When sixties communitarianism wed seventies activism, the Association of Independent Video and Filmmakers was born. Twenty years later, one founding member looks back at what motivated independent mediamakers to come together, just then, over arts-related issues.

"Nobody thought that filmmakers could agree on anything, let alone an organization."

--Ed Lynch, founding board member and first president, AIVF.

New York teetered on the verge of bankruptcy during the early and mid-seventies. But it was a heroic time for independent film- and videomakers: Film Forum was launched early in the decade, AIVF began a few years later, and in the late seventies, the Independent Feature Project (IFP) took root. As Film Forum's Karen Cooper recently observed, "The sixties mentality--that the world could be changed and that we had the power to change it--spilled over into the new decade and provided film and video artists with a sense of empowerment. Nothing stopped on December 31, 1969," Cooper continued, "and nothing started on January 1, 1970. We were living through an evolution." She added that AIVF and other alternative institutions formed at the time were an outgrowth of the civil rights and Vietnam war years. "I don't think any of our lives, our culture, and our creativity can be separated from that context," Cooper said.

Those of us who lived in Manhattan at the time wanted to believe, much like the famous New Yorker cartoon map that shows a bloated Manhattan and a shrunken hinterland, the Big Apple was where all of America's contradictory cultural impulses got regurgitated and redefined, if not resolved. One of the raging debates of the era was over media, its nature, its content, and its impact on all of us. Marshall McCluhan's study, Understanding Media, was not simply an accidental artifact of the late sixties. It was a seminal book, less for what it said than for the fact it acknowledged the enormous power television held over our lives. It was also no accident that McCluhan was Catholic. Church laity and clergy were in the forefront of this examination of media.

John Culkin, who died recently, was a Catholic priest and director of the Center for Understanding Media, a New York-based organization exploring the impact of media on society. Some thought the tall, lanky Culkin was a basketball player in priest's garb. But he was both a visionary and a consummate fundraiser whose ample contacts throughout the film and video world were themselves a legend. Among the activities of his Center was the disbursement of NEA grants to film- and videomakers who taught in the public schools. As an American Film Institute (AFI) board member, Culkin became disenchanted early on with the Institute's profligate waste, its lack of interest in media education, and its Hollywood orientation. In 1973, he was looking to form an alternative organization. Culkin managed to get a Department of Education grant, which was originally intended for retraining people in poverty pockets. In the autumn of 1973 Culkin had seed money but no organizer for the would-be organization.

▶ Supplied entries:
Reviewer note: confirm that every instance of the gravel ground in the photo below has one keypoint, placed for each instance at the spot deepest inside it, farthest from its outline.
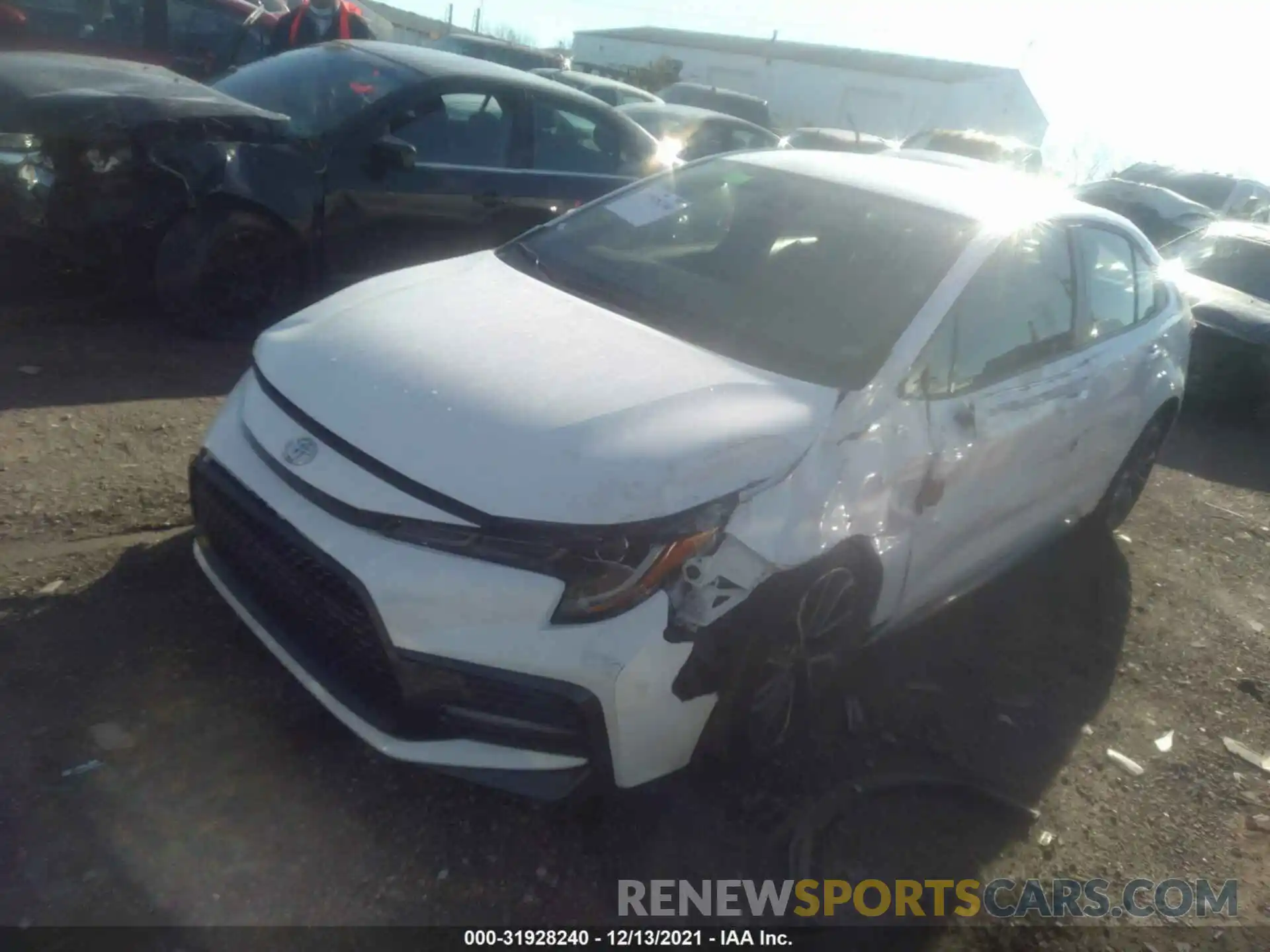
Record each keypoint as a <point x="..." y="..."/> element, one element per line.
<point x="225" y="795"/>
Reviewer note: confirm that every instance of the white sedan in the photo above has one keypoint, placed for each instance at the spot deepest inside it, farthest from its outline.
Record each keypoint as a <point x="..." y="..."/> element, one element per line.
<point x="532" y="516"/>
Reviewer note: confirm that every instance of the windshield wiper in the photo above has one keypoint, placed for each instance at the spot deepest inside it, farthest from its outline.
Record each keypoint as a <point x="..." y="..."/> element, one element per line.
<point x="531" y="255"/>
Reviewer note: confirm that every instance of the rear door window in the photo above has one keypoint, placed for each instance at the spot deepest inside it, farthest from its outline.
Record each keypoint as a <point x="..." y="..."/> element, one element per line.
<point x="1016" y="313"/>
<point x="459" y="128"/>
<point x="1111" y="286"/>
<point x="107" y="23"/>
<point x="573" y="140"/>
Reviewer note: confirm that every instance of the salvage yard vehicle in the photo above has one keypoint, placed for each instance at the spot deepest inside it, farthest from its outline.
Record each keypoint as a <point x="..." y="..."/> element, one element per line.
<point x="728" y="102"/>
<point x="314" y="168"/>
<point x="837" y="140"/>
<point x="197" y="38"/>
<point x="687" y="132"/>
<point x="540" y="516"/>
<point x="1161" y="215"/>
<point x="1230" y="197"/>
<point x="492" y="50"/>
<point x="613" y="92"/>
<point x="972" y="143"/>
<point x="1224" y="273"/>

▶ Problem details: Please edit the AIVF history piece, reproducing everything from "When sixties communitarianism" down to "first president, AIVF." with "Twenty years later" swapped for "Two decades later". The records were taken from a different source.

▶ Solved problem:
When sixties communitarianism wed seventies activism, the Association of Independent Video and Filmmakers was born. Two decades later, one founding member looks back at what motivated independent mediamakers to come together, just then, over arts-related issues.

"Nobody thought that filmmakers could agree on anything, let alone an organization."

--Ed Lynch, founding board member and first president, AIVF.